-- BEGIN TASK INPUTS --
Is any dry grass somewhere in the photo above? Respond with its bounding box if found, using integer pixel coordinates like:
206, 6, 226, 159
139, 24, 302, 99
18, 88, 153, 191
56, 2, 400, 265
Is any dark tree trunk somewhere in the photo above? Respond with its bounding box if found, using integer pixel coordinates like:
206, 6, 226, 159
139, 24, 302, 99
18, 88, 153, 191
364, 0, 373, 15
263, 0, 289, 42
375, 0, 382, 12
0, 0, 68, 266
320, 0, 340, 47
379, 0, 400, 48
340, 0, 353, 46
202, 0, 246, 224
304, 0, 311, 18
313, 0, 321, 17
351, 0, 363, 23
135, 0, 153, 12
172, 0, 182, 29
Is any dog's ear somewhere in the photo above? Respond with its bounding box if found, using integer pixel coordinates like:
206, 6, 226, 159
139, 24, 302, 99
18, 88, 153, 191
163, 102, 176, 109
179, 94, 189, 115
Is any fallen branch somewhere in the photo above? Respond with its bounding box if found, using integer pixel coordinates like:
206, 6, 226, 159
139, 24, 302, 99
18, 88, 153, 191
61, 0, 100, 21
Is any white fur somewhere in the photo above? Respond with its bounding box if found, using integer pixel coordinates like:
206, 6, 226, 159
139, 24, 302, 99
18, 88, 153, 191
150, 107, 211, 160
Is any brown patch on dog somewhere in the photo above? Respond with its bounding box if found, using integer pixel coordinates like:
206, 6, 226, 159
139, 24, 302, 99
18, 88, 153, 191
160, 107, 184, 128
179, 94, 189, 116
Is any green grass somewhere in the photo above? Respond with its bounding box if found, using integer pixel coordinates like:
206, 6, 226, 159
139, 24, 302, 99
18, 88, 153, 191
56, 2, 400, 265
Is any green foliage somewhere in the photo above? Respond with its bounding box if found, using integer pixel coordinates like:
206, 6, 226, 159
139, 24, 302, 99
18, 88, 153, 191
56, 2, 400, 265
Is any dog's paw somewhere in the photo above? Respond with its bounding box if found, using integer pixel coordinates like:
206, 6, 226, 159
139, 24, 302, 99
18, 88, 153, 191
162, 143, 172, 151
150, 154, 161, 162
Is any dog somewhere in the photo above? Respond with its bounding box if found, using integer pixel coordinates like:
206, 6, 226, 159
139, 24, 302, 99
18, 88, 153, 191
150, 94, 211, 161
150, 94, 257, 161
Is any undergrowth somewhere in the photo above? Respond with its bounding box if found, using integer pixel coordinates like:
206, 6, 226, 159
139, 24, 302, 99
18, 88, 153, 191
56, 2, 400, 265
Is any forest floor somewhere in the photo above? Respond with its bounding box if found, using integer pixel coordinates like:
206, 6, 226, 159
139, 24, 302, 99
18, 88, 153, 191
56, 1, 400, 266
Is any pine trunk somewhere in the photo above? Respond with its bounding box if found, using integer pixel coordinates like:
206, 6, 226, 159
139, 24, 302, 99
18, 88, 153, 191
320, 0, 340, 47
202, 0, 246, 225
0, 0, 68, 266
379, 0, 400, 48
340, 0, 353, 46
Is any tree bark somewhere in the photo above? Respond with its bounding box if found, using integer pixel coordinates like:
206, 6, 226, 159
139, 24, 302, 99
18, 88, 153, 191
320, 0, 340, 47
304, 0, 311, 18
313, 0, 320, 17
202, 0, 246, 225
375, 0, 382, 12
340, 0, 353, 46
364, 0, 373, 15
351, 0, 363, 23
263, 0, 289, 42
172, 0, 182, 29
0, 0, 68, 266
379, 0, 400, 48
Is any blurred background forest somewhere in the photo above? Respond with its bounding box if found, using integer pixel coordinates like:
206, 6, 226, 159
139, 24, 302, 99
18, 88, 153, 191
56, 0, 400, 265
-- END TASK INPUTS --
**TASK GOAL:** Write out every line of the entries above as a Markdown table with two columns, Row and Line, numbering the rows in order and skipping blank lines.

**EXERCISE OUTPUT:**
| Row | Line |
|---|---|
| 1 | Is any dry grass somewhere in the photo above? Respond with its bounding box if found, using integer pixel coordinates like: |
| 2 | 206, 6, 226, 159 |
| 3 | 139, 24, 302, 99 |
| 4 | 18, 88, 153, 191 |
| 5 | 56, 2, 400, 265 |
| 6 | Is any dark tree trunk somewhere in the photo above? Respond with its bounding box if found, using integer pixel coordinates like: |
| 7 | 206, 6, 226, 159 |
| 8 | 139, 24, 302, 99 |
| 9 | 18, 88, 153, 191 |
| 10 | 364, 0, 373, 15 |
| 11 | 263, 0, 289, 42 |
| 12 | 375, 0, 382, 12 |
| 13 | 0, 0, 68, 266 |
| 14 | 320, 0, 340, 47 |
| 15 | 379, 0, 400, 48 |
| 16 | 340, 0, 353, 46 |
| 17 | 202, 0, 246, 224 |
| 18 | 304, 0, 311, 18 |
| 19 | 313, 0, 321, 17 |
| 20 | 351, 0, 363, 23 |
| 21 | 135, 0, 153, 12 |
| 22 | 172, 0, 182, 29 |
| 23 | Is any dog's ear somewhere in the photo above? Respond with its bounding box if found, using integer pixel coordinates like: |
| 24 | 206, 6, 226, 159 |
| 25 | 139, 24, 302, 99 |
| 26 | 18, 88, 153, 191 |
| 27 | 163, 102, 176, 109 |
| 28 | 179, 94, 189, 115 |
| 29 | Is any fallen branch somewhere in the photo above? Respond with its bounding box if found, using integer pixel coordinates like: |
| 30 | 206, 6, 226, 159 |
| 31 | 139, 24, 302, 99 |
| 32 | 18, 88, 153, 191 |
| 33 | 61, 0, 100, 21 |
| 34 | Is any white fur somewhere in the photo above? Respond with its bounding box if found, using integer pixel coordinates like: |
| 35 | 206, 6, 226, 159 |
| 36 | 139, 24, 302, 99 |
| 37 | 18, 88, 153, 191 |
| 38 | 150, 107, 211, 160 |
| 39 | Is any brown patch on dog somewhere in the photo above? Respond with its bounding box if found, using integer pixel coordinates like: |
| 40 | 206, 6, 226, 159 |
| 41 | 139, 24, 302, 99 |
| 42 | 18, 88, 153, 191 |
| 43 | 160, 107, 184, 128 |
| 44 | 179, 94, 189, 116 |
| 45 | Is any green grass somewhere in the photo above? Respond with its bounding box if found, using integer pixel coordinates like: |
| 46 | 206, 6, 226, 159 |
| 47 | 139, 24, 302, 99 |
| 48 | 18, 88, 153, 191 |
| 49 | 56, 2, 400, 265 |
| 50 | Is any green foliage somewhere in the photo above? Respond with its bounding box if found, using integer pixel coordinates like: |
| 51 | 206, 6, 226, 159 |
| 52 | 139, 24, 302, 99 |
| 53 | 18, 88, 153, 191 |
| 54 | 56, 2, 400, 265 |
| 55 | Is any dog's paw somewhere in the photo above? Respond with its bounding box if found, using integer pixel coordinates like: |
| 56 | 206, 6, 226, 159 |
| 57 | 139, 24, 302, 99 |
| 58 | 18, 88, 153, 191 |
| 59 | 162, 143, 172, 151 |
| 60 | 150, 154, 161, 162 |
| 61 | Is any dog somewhere in the photo above? Respond with its bounding box if found, using integer pixel coordinates like: |
| 62 | 206, 6, 226, 159 |
| 63 | 139, 24, 302, 99 |
| 64 | 18, 88, 153, 191 |
| 65 | 150, 94, 211, 161 |
| 66 | 150, 94, 257, 161 |
| 67 | Is any undergrowth somewhere in the photo above? Respond with its bounding box if found, using integer pixel coordinates like: |
| 68 | 206, 6, 226, 159 |
| 69 | 139, 24, 302, 99 |
| 70 | 18, 88, 153, 191 |
| 71 | 56, 2, 400, 265 |
| 72 | Is any forest floor somewhere in the photo above? Respond with its bounding box if found, using integer pixel coordinates like: |
| 73 | 206, 6, 226, 159 |
| 74 | 139, 24, 302, 99 |
| 75 | 18, 88, 153, 191 |
| 76 | 56, 1, 400, 266 |
| 77 | Is any pine trunk somewhere in the photo above? Respond with its bounding box if found, using integer pixel coordinates like: |
| 78 | 206, 6, 226, 159 |
| 79 | 139, 24, 302, 99 |
| 80 | 18, 88, 153, 191 |
| 81 | 320, 0, 340, 47 |
| 82 | 202, 0, 246, 225 |
| 83 | 0, 0, 68, 266 |
| 84 | 379, 0, 400, 48 |
| 85 | 340, 0, 353, 46 |
| 86 | Is any tree bark somewhere in the photo above? Respond with its bounding box if found, using integer pixel coordinates like: |
| 87 | 206, 6, 226, 159 |
| 88 | 139, 24, 302, 99 |
| 89 | 18, 88, 153, 191 |
| 90 | 320, 0, 340, 47 |
| 91 | 304, 0, 311, 18 |
| 92 | 313, 0, 320, 17 |
| 93 | 202, 0, 246, 225 |
| 94 | 375, 0, 382, 12 |
| 95 | 340, 0, 353, 46 |
| 96 | 364, 0, 373, 15 |
| 97 | 351, 0, 363, 23 |
| 98 | 263, 0, 289, 42 |
| 99 | 172, 0, 182, 29 |
| 100 | 0, 0, 68, 266 |
| 101 | 379, 0, 400, 48 |
| 102 | Is any blurred background forest somewhere in the photo above? Respond with its bounding box if found, using integer pixel coordinates like: |
| 103 | 206, 6, 226, 159 |
| 104 | 139, 24, 302, 99 |
| 105 | 18, 88, 153, 191 |
| 106 | 56, 0, 400, 265 |